Revise the data from the start through the line containing "M 158 56 L 158", inclusive, changing "dark beanie hat" to "black knit cap" and leaving everything else as it is.

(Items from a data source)
— Start —
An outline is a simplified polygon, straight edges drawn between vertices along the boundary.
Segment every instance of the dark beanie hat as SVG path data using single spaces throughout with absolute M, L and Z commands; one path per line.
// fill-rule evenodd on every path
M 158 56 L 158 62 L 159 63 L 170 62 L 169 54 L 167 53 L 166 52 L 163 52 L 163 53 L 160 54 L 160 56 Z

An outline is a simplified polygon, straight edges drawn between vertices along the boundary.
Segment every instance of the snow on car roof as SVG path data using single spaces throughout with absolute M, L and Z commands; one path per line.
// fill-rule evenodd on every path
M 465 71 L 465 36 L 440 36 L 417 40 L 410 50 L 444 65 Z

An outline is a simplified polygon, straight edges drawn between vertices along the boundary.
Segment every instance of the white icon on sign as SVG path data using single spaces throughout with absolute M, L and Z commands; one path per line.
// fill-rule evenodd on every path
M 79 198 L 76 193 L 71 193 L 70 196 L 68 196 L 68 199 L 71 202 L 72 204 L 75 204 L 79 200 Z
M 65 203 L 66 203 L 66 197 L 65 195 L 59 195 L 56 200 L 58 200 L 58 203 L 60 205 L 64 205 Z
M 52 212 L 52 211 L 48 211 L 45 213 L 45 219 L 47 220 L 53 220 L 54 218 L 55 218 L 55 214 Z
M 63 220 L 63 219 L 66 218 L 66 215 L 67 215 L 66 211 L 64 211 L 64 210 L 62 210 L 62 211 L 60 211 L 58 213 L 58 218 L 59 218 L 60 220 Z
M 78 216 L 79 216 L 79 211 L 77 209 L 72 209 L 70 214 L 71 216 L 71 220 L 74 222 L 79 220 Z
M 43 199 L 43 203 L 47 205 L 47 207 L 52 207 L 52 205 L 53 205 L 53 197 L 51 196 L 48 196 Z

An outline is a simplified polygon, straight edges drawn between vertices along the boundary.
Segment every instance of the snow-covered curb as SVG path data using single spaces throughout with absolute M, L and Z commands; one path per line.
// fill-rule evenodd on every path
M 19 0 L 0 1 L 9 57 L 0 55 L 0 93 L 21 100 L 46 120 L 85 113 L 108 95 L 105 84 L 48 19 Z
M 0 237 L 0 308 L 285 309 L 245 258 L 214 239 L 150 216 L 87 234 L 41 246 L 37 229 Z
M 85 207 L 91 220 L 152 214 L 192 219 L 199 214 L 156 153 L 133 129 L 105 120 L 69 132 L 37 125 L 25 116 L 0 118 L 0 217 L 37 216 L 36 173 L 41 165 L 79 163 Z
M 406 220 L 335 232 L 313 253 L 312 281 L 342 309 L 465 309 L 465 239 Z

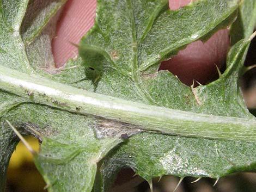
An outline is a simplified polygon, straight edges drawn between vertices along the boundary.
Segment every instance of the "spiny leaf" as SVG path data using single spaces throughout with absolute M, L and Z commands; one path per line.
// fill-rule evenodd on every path
M 0 1 L 0 190 L 17 143 L 6 119 L 42 140 L 34 159 L 51 191 L 106 191 L 124 167 L 148 181 L 255 170 L 256 121 L 237 85 L 255 23 L 245 8 L 255 10 L 255 1 L 240 10 L 235 23 L 245 33 L 234 40 L 225 72 L 194 89 L 158 72 L 160 62 L 229 26 L 239 1 L 170 11 L 167 1 L 98 0 L 81 57 L 54 74 L 51 40 L 64 2 Z M 74 67 L 82 63 L 85 73 Z

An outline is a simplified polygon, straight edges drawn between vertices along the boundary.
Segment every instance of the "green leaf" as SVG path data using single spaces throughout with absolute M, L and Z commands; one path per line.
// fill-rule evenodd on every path
M 148 181 L 254 171 L 256 120 L 237 80 L 255 23 L 246 8 L 255 1 L 201 0 L 170 11 L 167 1 L 98 0 L 80 57 L 57 69 L 51 42 L 65 2 L 0 0 L 1 191 L 18 141 L 6 120 L 42 141 L 34 161 L 50 191 L 106 191 L 123 168 Z M 191 88 L 157 71 L 229 26 L 237 9 L 218 79 Z

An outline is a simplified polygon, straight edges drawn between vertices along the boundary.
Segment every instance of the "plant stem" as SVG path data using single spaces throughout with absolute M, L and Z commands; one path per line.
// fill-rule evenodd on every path
M 46 104 L 184 137 L 256 141 L 256 120 L 197 114 L 98 94 L 0 66 L 0 89 Z

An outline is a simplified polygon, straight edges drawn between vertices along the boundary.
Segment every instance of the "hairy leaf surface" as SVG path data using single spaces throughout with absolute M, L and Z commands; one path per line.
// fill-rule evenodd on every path
M 166 0 L 98 0 L 80 56 L 61 69 L 51 42 L 65 1 L 39 2 L 0 0 L 0 190 L 19 141 L 6 120 L 42 142 L 34 161 L 50 191 L 107 191 L 124 168 L 148 181 L 254 171 L 256 120 L 237 82 L 255 1 L 171 11 Z M 232 23 L 227 70 L 216 81 L 191 88 L 158 71 Z

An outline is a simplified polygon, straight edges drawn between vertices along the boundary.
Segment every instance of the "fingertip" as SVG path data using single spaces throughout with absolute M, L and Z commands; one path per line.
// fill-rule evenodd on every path
M 78 54 L 77 48 L 71 42 L 78 44 L 94 24 L 96 5 L 96 0 L 69 0 L 65 5 L 52 42 L 57 67 Z

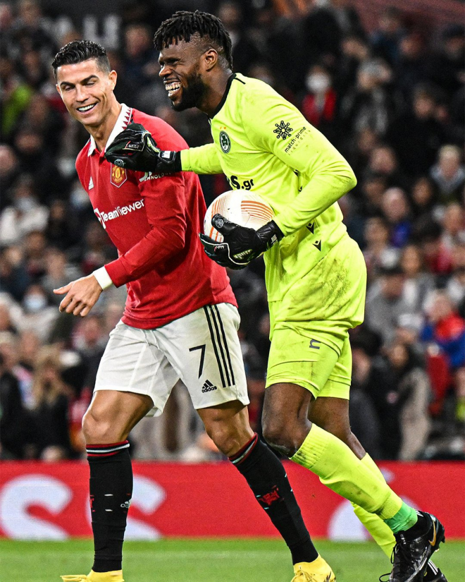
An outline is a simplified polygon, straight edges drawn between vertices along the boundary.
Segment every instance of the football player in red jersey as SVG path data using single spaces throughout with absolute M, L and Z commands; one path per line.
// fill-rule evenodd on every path
M 198 237 L 206 207 L 197 176 L 125 170 L 104 156 L 130 123 L 143 124 L 163 150 L 187 144 L 162 120 L 118 102 L 116 73 L 99 44 L 73 41 L 52 66 L 66 109 L 90 134 L 76 161 L 79 179 L 118 250 L 116 260 L 55 290 L 65 296 L 60 310 L 84 317 L 105 289 L 128 288 L 124 314 L 110 334 L 82 423 L 94 564 L 88 575 L 63 579 L 123 582 L 132 491 L 128 436 L 144 416 L 162 413 L 180 379 L 206 432 L 289 546 L 293 563 L 324 562 L 284 468 L 249 424 L 237 304 L 226 271 L 208 259 Z

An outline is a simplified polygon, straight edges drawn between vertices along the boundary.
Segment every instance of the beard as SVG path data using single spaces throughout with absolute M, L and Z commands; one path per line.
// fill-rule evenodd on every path
M 187 80 L 187 87 L 182 87 L 182 96 L 179 102 L 171 102 L 173 109 L 176 111 L 196 107 L 204 95 L 205 86 L 198 73 L 194 73 Z

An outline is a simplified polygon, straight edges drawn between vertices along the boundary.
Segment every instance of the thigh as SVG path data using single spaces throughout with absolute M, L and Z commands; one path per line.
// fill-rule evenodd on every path
M 309 326 L 280 327 L 271 340 L 266 387 L 294 384 L 317 398 L 339 357 L 327 338 L 321 332 L 313 333 Z
M 349 400 L 345 398 L 321 396 L 309 406 L 309 420 L 337 437 L 359 459 L 366 451 L 352 432 L 349 418 Z
M 197 409 L 235 400 L 249 404 L 237 337 L 240 321 L 235 307 L 220 303 L 154 330 Z
M 347 335 L 344 343 L 341 353 L 337 361 L 329 375 L 328 381 L 318 394 L 318 396 L 325 396 L 335 399 L 344 399 L 348 401 L 350 392 L 350 384 L 352 376 L 352 353 L 350 348 L 350 341 Z M 317 423 L 318 424 L 318 423 Z
M 116 390 L 94 393 L 85 413 L 84 432 L 87 442 L 119 442 L 150 411 L 149 396 Z
M 117 391 L 148 396 L 152 408 L 148 416 L 163 412 L 179 375 L 150 332 L 120 322 L 100 361 L 95 392 Z

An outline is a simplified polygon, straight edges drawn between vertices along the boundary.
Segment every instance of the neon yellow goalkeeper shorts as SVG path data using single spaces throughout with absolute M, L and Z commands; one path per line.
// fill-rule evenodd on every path
M 366 289 L 366 268 L 358 245 L 343 237 L 305 278 L 308 294 L 300 310 L 292 296 L 270 303 L 266 387 L 297 384 L 315 398 L 348 399 L 352 368 L 349 329 L 364 320 Z

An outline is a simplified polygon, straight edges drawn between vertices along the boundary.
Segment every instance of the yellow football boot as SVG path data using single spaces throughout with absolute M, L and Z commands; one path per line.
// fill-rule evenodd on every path
M 60 576 L 64 582 L 124 582 L 123 570 L 113 570 L 112 572 L 94 572 L 90 571 L 89 576 L 85 574 L 71 574 Z
M 336 582 L 336 576 L 321 556 L 313 562 L 299 562 L 294 564 L 295 576 L 291 582 Z

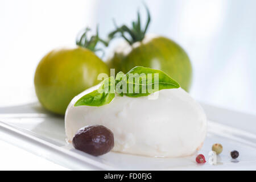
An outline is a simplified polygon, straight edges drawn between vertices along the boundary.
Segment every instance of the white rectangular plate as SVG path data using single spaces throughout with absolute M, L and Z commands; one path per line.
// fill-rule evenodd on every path
M 212 145 L 221 143 L 217 164 L 196 164 L 193 156 L 154 158 L 110 152 L 94 157 L 65 141 L 64 118 L 49 114 L 38 103 L 0 108 L 0 138 L 72 169 L 229 170 L 256 169 L 256 117 L 202 105 L 208 132 L 199 153 L 208 160 Z M 230 152 L 240 152 L 232 159 Z

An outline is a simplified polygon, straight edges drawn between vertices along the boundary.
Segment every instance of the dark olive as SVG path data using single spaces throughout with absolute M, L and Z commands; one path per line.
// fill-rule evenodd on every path
M 230 155 L 233 159 L 236 159 L 239 156 L 239 152 L 236 150 L 233 150 L 230 152 Z
M 72 143 L 76 149 L 98 156 L 109 152 L 114 147 L 114 135 L 104 126 L 88 126 L 77 131 Z

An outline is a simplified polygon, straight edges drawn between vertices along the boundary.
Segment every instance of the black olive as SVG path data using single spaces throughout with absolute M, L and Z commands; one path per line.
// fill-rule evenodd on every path
M 72 143 L 75 148 L 98 156 L 109 152 L 114 147 L 114 135 L 104 126 L 88 126 L 77 131 Z
M 239 152 L 236 150 L 233 150 L 230 152 L 231 157 L 233 159 L 236 159 L 239 156 Z

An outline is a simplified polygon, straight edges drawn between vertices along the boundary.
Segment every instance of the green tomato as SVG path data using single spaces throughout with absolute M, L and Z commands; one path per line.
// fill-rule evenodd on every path
M 77 47 L 51 51 L 38 65 L 34 84 L 38 100 L 48 110 L 64 114 L 76 96 L 98 84 L 108 66 L 91 51 Z
M 127 73 L 135 66 L 160 69 L 177 81 L 188 92 L 192 80 L 192 66 L 183 49 L 174 41 L 162 36 L 137 42 L 131 46 L 119 47 L 107 61 L 115 73 Z

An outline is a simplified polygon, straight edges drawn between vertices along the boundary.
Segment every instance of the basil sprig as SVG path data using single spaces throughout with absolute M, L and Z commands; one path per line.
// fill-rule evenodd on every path
M 97 90 L 81 97 L 75 106 L 101 106 L 109 104 L 115 93 L 131 97 L 146 96 L 162 89 L 178 88 L 177 82 L 160 70 L 136 67 L 125 74 L 117 73 L 101 82 Z

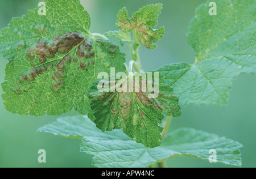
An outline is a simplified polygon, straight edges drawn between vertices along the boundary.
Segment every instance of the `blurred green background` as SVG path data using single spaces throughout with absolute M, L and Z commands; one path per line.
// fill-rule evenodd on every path
M 26 14 L 42 0 L 0 0 L 0 28 L 7 25 L 13 17 Z M 139 7 L 150 3 L 163 4 L 159 27 L 166 35 L 154 51 L 141 49 L 143 69 L 155 70 L 166 64 L 179 62 L 193 63 L 193 49 L 187 41 L 189 22 L 196 8 L 206 0 L 81 0 L 90 14 L 90 31 L 104 33 L 116 30 L 116 15 L 126 6 L 131 15 Z M 128 52 L 126 48 L 122 49 Z M 127 60 L 129 60 L 129 56 Z M 7 61 L 0 55 L 0 82 L 4 82 Z M 182 106 L 183 114 L 172 121 L 170 130 L 180 127 L 193 127 L 237 140 L 241 149 L 243 167 L 256 167 L 256 76 L 237 76 L 230 93 L 229 104 L 223 106 Z M 2 94 L 2 88 L 0 93 Z M 79 114 L 72 110 L 63 116 Z M 6 110 L 0 99 L 0 167 L 91 167 L 92 156 L 80 153 L 80 141 L 36 133 L 39 127 L 56 120 L 57 117 L 21 116 Z M 38 162 L 38 151 L 47 152 L 47 163 Z M 229 167 L 210 164 L 200 159 L 177 157 L 168 160 L 170 167 Z

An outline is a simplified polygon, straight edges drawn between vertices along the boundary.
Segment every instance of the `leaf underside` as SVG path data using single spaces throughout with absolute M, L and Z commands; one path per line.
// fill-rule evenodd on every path
M 137 143 L 120 130 L 103 133 L 86 116 L 60 118 L 38 131 L 82 138 L 81 151 L 93 155 L 93 164 L 97 167 L 148 167 L 177 156 L 208 160 L 211 149 L 217 151 L 217 162 L 241 165 L 241 144 L 192 129 L 182 128 L 169 133 L 161 146 L 154 148 Z

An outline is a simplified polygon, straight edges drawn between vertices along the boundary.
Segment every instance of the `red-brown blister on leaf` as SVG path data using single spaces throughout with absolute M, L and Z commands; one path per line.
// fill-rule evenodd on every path
M 31 59 L 38 56 L 41 63 L 44 63 L 48 58 L 53 58 L 57 52 L 68 53 L 82 40 L 84 37 L 77 32 L 55 35 L 48 41 L 41 39 L 38 44 L 28 48 L 27 56 Z

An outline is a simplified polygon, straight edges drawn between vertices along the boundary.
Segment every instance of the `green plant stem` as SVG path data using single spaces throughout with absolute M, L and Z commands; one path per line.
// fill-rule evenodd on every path
M 163 139 L 164 138 L 164 137 L 166 136 L 166 134 L 168 133 L 168 130 L 169 129 L 170 124 L 171 123 L 171 122 L 172 121 L 172 116 L 168 116 L 167 119 L 166 120 L 166 123 L 164 125 L 164 130 L 163 131 L 163 133 L 162 134 Z M 159 168 L 166 168 L 167 167 L 167 164 L 166 164 L 166 160 L 164 160 L 162 162 L 159 162 L 158 163 L 158 166 Z
M 166 164 L 166 161 L 164 161 L 162 162 L 159 162 L 158 163 L 158 166 L 159 167 L 159 168 L 167 168 L 167 165 Z
M 164 125 L 163 134 L 162 135 L 163 138 L 164 138 L 164 137 L 166 137 L 166 134 L 167 134 L 168 130 L 169 129 L 170 124 L 171 123 L 171 122 L 172 121 L 172 116 L 168 116 L 167 119 L 166 120 L 166 122 Z

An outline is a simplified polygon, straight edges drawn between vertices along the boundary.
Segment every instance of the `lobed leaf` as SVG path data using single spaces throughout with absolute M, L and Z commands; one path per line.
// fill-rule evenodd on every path
M 160 40 L 164 34 L 163 27 L 159 29 L 153 29 L 158 24 L 162 8 L 160 3 L 148 5 L 134 12 L 132 18 L 129 18 L 128 12 L 124 7 L 117 15 L 117 26 L 123 32 L 134 31 L 139 43 L 152 50 L 156 47 L 153 44 Z
M 0 33 L 0 53 L 10 61 L 2 86 L 13 113 L 59 115 L 73 107 L 90 112 L 87 93 L 98 73 L 125 70 L 125 56 L 109 40 L 89 31 L 90 18 L 79 0 L 46 0 L 14 18 Z
M 103 133 L 86 116 L 60 118 L 38 131 L 83 138 L 80 150 L 93 155 L 93 164 L 97 167 L 148 167 L 177 156 L 208 160 L 211 149 L 217 151 L 217 162 L 235 166 L 242 163 L 241 144 L 192 129 L 181 128 L 170 133 L 161 146 L 154 148 L 135 142 L 120 130 Z
M 182 104 L 226 104 L 236 76 L 256 73 L 256 1 L 216 1 L 217 16 L 209 15 L 209 2 L 197 9 L 189 27 L 195 64 L 157 70 Z

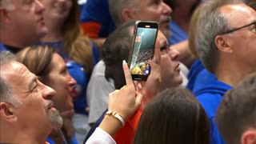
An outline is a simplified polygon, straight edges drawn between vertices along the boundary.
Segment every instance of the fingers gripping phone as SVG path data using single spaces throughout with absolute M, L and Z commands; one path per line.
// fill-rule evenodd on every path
— End —
→ Solved problem:
An outline is a simplified polygon, straight edges drawn between vertices along the boundary.
Segment every instance of the black knit cap as SVG path data using single spaces throughout with absolute M, L and Z commands; one path per line.
// fill-rule evenodd on every path
M 158 56 L 158 62 L 159 63 L 170 62 L 169 54 L 167 53 L 166 52 L 163 52 L 163 53 L 160 54 L 160 56 Z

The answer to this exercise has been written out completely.